All entries are to be quoted exactly; the images stay out of the copy.

-- BEGIN Data in this exercise --

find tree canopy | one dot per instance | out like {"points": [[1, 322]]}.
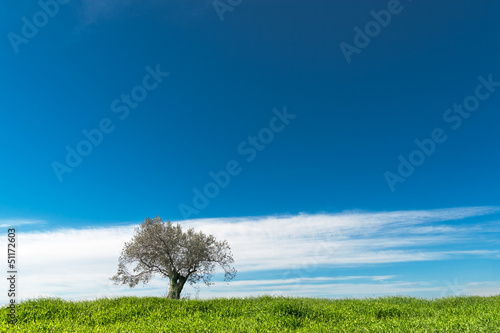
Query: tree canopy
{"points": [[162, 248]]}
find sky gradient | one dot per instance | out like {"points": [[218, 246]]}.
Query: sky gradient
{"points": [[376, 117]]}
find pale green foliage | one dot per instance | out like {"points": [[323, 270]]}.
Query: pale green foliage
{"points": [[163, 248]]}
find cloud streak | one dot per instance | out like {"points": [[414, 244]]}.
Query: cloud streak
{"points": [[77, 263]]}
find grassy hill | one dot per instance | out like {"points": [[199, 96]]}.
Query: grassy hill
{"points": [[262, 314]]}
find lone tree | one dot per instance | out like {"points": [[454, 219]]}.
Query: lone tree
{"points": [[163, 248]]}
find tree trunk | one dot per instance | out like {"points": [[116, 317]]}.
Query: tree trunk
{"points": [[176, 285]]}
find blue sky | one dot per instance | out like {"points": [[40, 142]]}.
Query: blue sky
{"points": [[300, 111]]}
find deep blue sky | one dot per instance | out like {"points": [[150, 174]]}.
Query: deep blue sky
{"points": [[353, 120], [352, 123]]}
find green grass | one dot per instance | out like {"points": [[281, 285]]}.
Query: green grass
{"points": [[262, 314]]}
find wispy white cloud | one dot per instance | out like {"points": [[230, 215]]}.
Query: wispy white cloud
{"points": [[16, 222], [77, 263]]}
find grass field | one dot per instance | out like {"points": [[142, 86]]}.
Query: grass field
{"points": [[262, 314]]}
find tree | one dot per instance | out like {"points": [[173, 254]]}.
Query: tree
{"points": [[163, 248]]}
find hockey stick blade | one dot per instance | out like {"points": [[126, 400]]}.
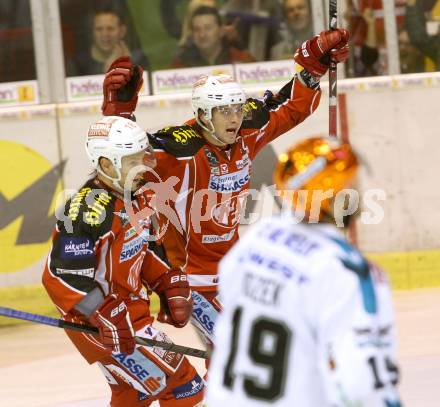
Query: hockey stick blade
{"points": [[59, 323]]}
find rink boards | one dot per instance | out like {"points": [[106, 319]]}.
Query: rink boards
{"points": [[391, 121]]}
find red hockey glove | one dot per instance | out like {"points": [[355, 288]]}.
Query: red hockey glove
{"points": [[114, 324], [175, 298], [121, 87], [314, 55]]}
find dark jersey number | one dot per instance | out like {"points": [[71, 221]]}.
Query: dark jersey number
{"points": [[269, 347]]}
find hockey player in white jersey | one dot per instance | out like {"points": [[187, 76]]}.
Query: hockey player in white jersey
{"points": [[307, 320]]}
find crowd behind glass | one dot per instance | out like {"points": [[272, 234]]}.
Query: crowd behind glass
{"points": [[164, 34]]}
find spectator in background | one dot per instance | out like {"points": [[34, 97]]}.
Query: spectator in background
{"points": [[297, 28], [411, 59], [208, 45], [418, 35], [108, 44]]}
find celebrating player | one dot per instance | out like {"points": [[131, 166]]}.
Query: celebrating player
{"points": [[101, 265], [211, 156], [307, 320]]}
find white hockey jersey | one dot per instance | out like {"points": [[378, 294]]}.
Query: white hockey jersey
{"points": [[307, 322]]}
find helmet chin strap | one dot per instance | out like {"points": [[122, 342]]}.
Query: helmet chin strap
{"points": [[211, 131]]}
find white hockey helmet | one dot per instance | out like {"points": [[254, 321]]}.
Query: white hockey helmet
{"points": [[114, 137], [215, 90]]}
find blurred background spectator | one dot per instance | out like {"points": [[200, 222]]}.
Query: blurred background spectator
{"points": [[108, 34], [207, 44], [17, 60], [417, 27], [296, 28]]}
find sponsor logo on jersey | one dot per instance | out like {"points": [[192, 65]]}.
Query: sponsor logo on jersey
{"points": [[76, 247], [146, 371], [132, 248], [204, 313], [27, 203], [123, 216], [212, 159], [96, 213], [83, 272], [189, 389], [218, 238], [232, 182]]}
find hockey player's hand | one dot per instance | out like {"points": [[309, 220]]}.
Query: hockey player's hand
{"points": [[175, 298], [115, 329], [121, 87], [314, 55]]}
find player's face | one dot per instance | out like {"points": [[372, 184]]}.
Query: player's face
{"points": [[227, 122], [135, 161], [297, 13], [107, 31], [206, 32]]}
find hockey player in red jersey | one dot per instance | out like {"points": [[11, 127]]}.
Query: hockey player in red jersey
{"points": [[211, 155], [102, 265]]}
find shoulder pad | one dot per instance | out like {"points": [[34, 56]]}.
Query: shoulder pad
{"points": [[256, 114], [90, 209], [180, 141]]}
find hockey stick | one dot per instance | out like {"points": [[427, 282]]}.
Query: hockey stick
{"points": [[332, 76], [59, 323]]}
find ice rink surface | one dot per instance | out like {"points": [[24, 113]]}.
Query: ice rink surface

-- END Data in this exercise --

_Answer to this problem:_
find tree canopy | one dot per instance | out like {"points": [[1, 322]]}.
Query: tree canopy
{"points": [[162, 248]]}
find sky gradient | one dot per instance | out like {"points": [[218, 246]]}.
Query: sky gradient
{"points": [[376, 117]]}
find pale green foliage | one dot per instance | out like {"points": [[323, 270]]}.
Query: pale green foliage
{"points": [[163, 248]]}
find cloud streak | one dot per instance | out like {"points": [[414, 244]]}.
Query: cloud streak
{"points": [[77, 263]]}
find grassy hill | one dot per instance | out like {"points": [[199, 96]]}.
Query: grassy hill
{"points": [[262, 314]]}
find lone tree | one dot per instance | out like {"points": [[454, 219]]}.
Query: lone tree
{"points": [[163, 248]]}
find tree trunk | one dot per instance | out like {"points": [[116, 317]]}.
Query: tree trunk
{"points": [[176, 285]]}
find blue sky | one dot per instance | out like {"points": [[40, 142]]}.
Query: blue sky
{"points": [[300, 111]]}
find deep blue sky | one dot per instance | out like {"points": [[150, 174]]}.
Query: deep blue sky
{"points": [[353, 120], [352, 123]]}
find green grass | one dot per instance | out like {"points": [[281, 285]]}.
Query: green grass
{"points": [[262, 314]]}
find wispy white cloud | one dot per instance | out like {"points": [[230, 215]]}.
Query: wispy white cloud
{"points": [[16, 222], [77, 263]]}
find grass field | one dot per instance | out like {"points": [[142, 86]]}.
Query: grass field
{"points": [[262, 314]]}
find tree | one dot per instance | out like {"points": [[173, 254]]}.
Query: tree
{"points": [[163, 248]]}
find hockey stick blade | one dot per instance | out like {"points": [[126, 400]]}.
Query: hockey stick blade
{"points": [[59, 323]]}
find rink boards | one dot per instance | out like {"points": [[106, 319]]}.
Query: rink boards
{"points": [[391, 121]]}
find red hockey glove | one dot per instance | out like {"points": [[355, 288]]}.
Query: red hockey glove
{"points": [[114, 324], [175, 298], [121, 87], [314, 55]]}
find dark jersey number | one dot per instance | out like {"points": [[71, 221]]}.
Query: dark jersey number
{"points": [[269, 347]]}
find hockey player in white jersey | one dot per instance | out like {"points": [[187, 76]]}.
Query: hockey player in white jersey
{"points": [[307, 320]]}
find crowd behind glass | one dot per instance | out like {"points": [[272, 234]]}.
Query: crowd behind glass
{"points": [[164, 34]]}
find spectator in background | one dot per instance | out like {"points": [[34, 97]]}.
Query: spectator in background
{"points": [[297, 28], [411, 59], [208, 45], [418, 35], [108, 44]]}
find celebrating player | one dot per instance | out like {"points": [[131, 166]]}.
Query: celebrating player
{"points": [[101, 265], [211, 156], [307, 320]]}
find white hockey jersey | one dot per instance | out like {"points": [[378, 294]]}.
Query: white hockey jersey
{"points": [[307, 322]]}
find helmet chin strap | one dot per instance | out like {"points": [[122, 342]]}.
Query: helmet chin strap
{"points": [[211, 131]]}
find white hockey helmet | one dot per instance | out like {"points": [[254, 321]]}.
Query: white hockey helmet
{"points": [[114, 137], [215, 90]]}
find blurred background spectator | one dot per instance | out like {"points": [[200, 222]]}.
Query: blurred background spectator
{"points": [[108, 34], [207, 44], [17, 60], [417, 27], [296, 28]]}
find sponsor logo on jersey | one dot per instance | out like {"points": [[192, 65]]}.
Query: sponsor logo on jersey
{"points": [[76, 247], [146, 371], [132, 248], [204, 313], [27, 203], [123, 216], [212, 159], [96, 213], [83, 272], [189, 389], [218, 238], [232, 182]]}
find hockey player's hand | one dot per instance | out like {"points": [[309, 220]]}.
Query: hockey player's hand
{"points": [[175, 298], [115, 329], [121, 87], [314, 55]]}
find player's face | one dot per instance | out like {"points": [[372, 184]]}.
Query: player's face
{"points": [[227, 122], [135, 161], [297, 13], [107, 31], [206, 32]]}
find hockey player in red jersey | one dot per instance | out like {"points": [[11, 127]]}.
Query: hockey player in red jersey
{"points": [[211, 155], [102, 265]]}
find shoulder pad | one dot per instance | out like {"points": [[34, 56]]}.
Query: shoulder pad
{"points": [[256, 114], [90, 209], [180, 141]]}
find hockey stick | one dot per instance | out like {"points": [[427, 282]]}.
Query: hockey stick
{"points": [[332, 76], [59, 323]]}
find ice rink surface | one dot per instance | out like {"points": [[24, 113]]}.
Query: ice rink surface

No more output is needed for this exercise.